# Directions:
The answer is a single number: the count of lines below in which the word "turf" appears.

Source records
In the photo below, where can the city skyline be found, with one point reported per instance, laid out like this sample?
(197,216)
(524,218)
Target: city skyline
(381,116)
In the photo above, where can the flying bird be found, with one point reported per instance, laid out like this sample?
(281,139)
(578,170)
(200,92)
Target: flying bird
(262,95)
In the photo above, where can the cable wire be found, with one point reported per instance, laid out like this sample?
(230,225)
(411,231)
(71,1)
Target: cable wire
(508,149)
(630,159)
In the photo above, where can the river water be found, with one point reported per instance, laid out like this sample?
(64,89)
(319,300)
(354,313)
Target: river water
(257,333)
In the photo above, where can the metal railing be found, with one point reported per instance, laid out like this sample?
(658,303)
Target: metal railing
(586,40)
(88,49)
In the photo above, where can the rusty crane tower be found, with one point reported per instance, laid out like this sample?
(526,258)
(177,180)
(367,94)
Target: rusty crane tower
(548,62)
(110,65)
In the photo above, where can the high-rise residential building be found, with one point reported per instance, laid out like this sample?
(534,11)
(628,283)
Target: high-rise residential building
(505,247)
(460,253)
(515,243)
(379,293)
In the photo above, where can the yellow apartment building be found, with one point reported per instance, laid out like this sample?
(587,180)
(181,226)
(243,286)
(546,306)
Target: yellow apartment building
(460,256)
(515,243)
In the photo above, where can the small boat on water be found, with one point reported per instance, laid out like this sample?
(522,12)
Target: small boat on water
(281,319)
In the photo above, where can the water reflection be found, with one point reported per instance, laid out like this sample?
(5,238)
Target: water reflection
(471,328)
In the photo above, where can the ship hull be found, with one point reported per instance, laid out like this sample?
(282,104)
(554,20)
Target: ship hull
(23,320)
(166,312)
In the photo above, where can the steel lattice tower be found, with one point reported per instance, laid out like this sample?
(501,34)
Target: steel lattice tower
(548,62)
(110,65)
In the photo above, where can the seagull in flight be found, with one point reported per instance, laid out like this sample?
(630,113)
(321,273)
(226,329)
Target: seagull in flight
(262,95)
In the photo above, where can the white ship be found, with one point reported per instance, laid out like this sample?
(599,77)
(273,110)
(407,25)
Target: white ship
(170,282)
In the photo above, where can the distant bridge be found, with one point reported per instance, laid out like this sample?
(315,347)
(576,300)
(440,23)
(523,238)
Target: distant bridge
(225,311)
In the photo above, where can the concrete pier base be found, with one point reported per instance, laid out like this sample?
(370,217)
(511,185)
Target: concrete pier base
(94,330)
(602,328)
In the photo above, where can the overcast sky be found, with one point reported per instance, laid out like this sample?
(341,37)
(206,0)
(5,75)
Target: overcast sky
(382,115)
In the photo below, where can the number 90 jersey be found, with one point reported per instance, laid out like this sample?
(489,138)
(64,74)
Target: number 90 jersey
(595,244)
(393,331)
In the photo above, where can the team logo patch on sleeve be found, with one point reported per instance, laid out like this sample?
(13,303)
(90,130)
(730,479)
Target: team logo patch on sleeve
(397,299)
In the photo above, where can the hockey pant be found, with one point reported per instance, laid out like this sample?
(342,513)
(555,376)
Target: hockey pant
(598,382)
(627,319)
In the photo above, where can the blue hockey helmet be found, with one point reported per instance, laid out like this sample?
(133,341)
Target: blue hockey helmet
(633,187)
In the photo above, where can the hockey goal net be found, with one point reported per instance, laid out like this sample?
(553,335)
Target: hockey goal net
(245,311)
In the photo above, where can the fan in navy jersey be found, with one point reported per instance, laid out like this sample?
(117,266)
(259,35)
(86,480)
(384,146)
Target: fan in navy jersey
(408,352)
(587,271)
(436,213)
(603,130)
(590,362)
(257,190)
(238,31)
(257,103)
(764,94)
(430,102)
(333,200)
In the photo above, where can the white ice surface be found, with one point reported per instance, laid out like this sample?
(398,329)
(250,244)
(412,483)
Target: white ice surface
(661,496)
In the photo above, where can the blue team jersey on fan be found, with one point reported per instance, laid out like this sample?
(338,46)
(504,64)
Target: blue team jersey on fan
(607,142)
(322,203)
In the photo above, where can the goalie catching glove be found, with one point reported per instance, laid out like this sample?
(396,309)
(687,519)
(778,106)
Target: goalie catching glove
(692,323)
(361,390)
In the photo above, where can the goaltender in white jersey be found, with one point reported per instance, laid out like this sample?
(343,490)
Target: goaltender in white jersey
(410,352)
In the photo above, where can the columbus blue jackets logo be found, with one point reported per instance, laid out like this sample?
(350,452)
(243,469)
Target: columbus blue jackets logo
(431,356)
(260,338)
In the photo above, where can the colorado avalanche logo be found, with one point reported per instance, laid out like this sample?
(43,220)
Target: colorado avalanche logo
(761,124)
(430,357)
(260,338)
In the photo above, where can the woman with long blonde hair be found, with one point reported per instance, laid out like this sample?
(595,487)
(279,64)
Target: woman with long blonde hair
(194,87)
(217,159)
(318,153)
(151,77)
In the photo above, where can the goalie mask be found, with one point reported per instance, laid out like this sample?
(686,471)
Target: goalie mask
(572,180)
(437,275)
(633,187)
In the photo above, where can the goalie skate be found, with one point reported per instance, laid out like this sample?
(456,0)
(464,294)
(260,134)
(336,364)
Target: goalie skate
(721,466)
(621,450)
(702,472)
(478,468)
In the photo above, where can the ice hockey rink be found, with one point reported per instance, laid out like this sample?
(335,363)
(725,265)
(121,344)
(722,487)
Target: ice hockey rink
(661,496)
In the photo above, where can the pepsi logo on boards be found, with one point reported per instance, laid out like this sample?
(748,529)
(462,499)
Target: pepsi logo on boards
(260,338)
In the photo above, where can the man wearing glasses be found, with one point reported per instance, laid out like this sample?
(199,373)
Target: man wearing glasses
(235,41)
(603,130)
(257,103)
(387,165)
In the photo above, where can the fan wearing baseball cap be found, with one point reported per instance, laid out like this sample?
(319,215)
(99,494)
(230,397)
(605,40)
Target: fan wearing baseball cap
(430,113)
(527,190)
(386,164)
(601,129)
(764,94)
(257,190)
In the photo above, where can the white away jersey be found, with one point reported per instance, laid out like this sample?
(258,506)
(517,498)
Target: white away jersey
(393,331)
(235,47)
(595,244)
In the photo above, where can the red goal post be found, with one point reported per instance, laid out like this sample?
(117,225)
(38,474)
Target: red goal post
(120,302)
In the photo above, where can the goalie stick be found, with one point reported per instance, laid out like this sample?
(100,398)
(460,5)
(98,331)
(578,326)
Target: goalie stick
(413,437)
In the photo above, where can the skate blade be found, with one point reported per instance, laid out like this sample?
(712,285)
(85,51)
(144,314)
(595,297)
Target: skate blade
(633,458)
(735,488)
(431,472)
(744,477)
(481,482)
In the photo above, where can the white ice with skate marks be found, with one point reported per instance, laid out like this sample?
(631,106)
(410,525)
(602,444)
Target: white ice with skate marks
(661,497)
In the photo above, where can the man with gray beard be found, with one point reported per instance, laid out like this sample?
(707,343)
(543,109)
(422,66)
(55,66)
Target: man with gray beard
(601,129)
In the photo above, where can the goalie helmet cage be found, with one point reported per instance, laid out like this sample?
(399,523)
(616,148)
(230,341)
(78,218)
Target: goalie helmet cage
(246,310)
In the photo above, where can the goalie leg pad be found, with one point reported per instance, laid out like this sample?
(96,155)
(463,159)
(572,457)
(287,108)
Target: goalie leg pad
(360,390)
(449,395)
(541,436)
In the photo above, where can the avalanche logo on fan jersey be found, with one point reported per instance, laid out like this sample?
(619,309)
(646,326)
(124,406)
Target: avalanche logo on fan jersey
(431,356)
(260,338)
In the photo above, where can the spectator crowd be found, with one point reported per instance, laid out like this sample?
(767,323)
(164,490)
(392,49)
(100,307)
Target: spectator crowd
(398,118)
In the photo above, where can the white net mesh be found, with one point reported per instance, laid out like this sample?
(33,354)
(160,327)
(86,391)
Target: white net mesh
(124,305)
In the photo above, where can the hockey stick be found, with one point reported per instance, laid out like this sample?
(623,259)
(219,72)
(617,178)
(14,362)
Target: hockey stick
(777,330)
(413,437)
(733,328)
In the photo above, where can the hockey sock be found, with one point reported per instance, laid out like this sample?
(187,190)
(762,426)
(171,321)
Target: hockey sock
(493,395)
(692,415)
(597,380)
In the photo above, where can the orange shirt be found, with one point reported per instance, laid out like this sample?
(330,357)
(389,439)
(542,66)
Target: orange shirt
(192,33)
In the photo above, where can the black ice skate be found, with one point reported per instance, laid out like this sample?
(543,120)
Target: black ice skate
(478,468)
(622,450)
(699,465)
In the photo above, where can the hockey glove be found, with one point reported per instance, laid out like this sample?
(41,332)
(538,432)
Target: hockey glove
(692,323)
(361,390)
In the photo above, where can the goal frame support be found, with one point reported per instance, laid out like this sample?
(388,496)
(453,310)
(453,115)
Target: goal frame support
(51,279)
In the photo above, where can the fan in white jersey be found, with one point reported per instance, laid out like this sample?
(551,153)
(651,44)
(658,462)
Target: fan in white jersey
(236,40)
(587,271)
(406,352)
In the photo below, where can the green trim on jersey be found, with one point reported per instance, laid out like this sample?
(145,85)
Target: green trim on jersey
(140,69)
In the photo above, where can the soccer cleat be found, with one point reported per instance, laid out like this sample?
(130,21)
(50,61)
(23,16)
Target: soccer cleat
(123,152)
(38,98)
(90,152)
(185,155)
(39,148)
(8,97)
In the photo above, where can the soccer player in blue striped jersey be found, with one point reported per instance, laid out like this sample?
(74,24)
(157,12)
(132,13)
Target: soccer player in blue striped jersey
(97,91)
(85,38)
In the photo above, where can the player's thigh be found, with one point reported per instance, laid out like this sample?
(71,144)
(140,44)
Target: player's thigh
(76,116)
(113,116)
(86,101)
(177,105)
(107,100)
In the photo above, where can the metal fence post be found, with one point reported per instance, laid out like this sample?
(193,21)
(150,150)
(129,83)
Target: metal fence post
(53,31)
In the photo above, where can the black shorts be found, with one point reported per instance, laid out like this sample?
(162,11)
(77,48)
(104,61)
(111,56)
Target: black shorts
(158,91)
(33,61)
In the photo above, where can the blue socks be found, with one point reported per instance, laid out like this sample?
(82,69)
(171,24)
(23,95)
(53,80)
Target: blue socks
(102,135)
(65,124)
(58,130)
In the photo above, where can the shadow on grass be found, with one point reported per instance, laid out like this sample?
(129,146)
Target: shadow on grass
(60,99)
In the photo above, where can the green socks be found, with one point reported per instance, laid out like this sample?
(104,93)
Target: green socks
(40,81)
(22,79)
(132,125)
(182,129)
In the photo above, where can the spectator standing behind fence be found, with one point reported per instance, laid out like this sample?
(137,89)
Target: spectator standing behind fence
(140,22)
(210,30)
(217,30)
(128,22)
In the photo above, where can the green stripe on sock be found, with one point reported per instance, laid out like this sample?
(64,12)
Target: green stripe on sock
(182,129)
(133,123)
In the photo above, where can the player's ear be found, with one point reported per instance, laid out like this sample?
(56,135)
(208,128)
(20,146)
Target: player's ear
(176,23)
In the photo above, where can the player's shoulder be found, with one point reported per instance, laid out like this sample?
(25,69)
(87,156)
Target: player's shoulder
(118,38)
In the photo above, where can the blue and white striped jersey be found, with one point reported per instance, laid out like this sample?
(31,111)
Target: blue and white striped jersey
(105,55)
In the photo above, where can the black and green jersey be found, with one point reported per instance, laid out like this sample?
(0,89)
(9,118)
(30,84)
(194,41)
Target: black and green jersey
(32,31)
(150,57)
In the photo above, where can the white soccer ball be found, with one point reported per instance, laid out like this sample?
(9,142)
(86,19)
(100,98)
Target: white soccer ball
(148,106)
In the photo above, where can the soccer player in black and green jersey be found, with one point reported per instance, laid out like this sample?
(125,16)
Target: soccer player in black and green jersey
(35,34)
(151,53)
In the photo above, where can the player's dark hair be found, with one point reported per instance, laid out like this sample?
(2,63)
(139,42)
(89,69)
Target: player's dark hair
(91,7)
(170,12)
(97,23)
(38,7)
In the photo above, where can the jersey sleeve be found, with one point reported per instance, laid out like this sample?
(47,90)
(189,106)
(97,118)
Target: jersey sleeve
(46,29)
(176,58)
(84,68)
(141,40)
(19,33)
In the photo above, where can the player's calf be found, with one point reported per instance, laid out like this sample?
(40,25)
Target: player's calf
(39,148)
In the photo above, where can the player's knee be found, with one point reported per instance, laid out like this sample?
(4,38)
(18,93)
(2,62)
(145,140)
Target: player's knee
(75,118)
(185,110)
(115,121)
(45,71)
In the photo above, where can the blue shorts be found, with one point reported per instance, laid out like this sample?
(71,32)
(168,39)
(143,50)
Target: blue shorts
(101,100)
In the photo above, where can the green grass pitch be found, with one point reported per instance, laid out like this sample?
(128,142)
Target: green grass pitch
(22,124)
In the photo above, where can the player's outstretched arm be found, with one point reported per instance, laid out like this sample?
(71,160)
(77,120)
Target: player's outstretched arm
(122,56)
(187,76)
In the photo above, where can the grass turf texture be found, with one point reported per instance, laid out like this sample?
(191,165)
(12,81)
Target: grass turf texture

# Solved exercise:
2